-- What is needed --
Print all entries below exactly as they appear.

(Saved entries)
★ ★ ★ ★ ★
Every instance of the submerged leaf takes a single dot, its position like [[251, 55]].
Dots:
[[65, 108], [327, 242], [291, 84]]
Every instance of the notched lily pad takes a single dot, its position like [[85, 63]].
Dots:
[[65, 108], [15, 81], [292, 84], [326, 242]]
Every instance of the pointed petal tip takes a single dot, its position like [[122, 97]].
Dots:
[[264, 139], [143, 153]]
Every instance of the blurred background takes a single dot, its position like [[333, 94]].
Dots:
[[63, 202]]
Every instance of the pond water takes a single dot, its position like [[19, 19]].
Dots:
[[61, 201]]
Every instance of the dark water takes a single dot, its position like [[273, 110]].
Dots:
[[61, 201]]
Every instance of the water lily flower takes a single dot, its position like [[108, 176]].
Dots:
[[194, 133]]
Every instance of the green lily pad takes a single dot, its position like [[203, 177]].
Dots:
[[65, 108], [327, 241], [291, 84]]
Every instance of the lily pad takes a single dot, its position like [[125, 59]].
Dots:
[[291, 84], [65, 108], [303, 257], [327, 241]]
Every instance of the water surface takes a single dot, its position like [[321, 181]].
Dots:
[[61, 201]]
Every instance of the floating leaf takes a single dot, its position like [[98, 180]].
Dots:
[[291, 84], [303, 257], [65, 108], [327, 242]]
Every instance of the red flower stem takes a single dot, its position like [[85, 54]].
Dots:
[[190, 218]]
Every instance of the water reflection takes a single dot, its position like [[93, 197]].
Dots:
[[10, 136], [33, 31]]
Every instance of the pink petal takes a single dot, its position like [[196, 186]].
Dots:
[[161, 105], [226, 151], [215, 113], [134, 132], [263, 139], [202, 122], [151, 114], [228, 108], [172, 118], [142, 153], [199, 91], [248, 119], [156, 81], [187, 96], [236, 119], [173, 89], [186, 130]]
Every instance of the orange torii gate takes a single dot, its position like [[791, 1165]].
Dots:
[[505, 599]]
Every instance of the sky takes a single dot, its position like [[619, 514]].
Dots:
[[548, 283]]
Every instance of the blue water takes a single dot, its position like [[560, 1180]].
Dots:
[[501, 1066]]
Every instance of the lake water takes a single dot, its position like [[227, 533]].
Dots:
★ ★ ★ ★ ★
-- Problem solution --
Every instance of the submerged leaf takes a single dot, its position like [[251, 55]].
Dots:
[[65, 108], [327, 242], [291, 84]]
Every instance of the notched lily pad takes a single dot, its position like [[85, 63]].
Dots:
[[65, 108], [15, 81], [292, 84], [326, 242]]
Every instance of the pointed petal tip takes a single dot, its position like [[122, 97]].
Dots:
[[264, 139], [143, 153]]
Every instance of the blurred background takes a single dot, its position like [[333, 94]].
Dots:
[[63, 202]]
Every instance of the pond water takes a single dot, its position like [[19, 19]].
Dots:
[[61, 201]]
Every instance of the dark water takes a single dot, its position like [[273, 110]].
Dots:
[[61, 201]]
Every instance of the water lily flower takes a single dot, its position like [[108, 176]].
Dots:
[[194, 133]]
Every instance of the green lily pad takes a single dot, its position like [[203, 177]].
Dots:
[[65, 108], [327, 241], [291, 84]]
Every instance of the lily pad takes a single dot, its position like [[125, 59]].
Dots:
[[291, 84], [65, 108], [303, 257], [327, 241]]
Every instance of the water surface takes a single dot, its position like [[321, 181]].
Dots:
[[61, 201]]
Every instance of the floating leaf takes a single dot, its position like [[98, 180]].
Dots:
[[291, 84], [303, 257], [65, 108], [327, 242]]
Every instance of the red flower stem takes a single dot, its position like [[85, 54]].
Dots:
[[190, 218]]
Every instance of the water reflection takes a single dot, its position like [[93, 197]].
Dots:
[[10, 136], [33, 31]]
Every instance of the pink petal takes a single dot, its position like [[196, 186]].
Dots:
[[161, 105], [226, 151], [215, 113], [134, 132], [263, 139], [202, 122], [151, 114], [228, 108], [172, 118], [142, 153], [199, 91], [248, 119], [156, 81], [187, 96], [236, 119], [173, 89], [186, 130]]
Every instance of the orange torii gate takes a single dot, its position like [[791, 1165]].
Dots:
[[505, 599]]
Every instance of the sky takes a single dot, its position like [[619, 514]].
Dots:
[[548, 283]]
Every instance of the blue water takes a single dot, its position like [[560, 1180]].
Dots:
[[501, 1066]]
Every instance of the lake water takes a single dot, its position like [[227, 533]].
Dots:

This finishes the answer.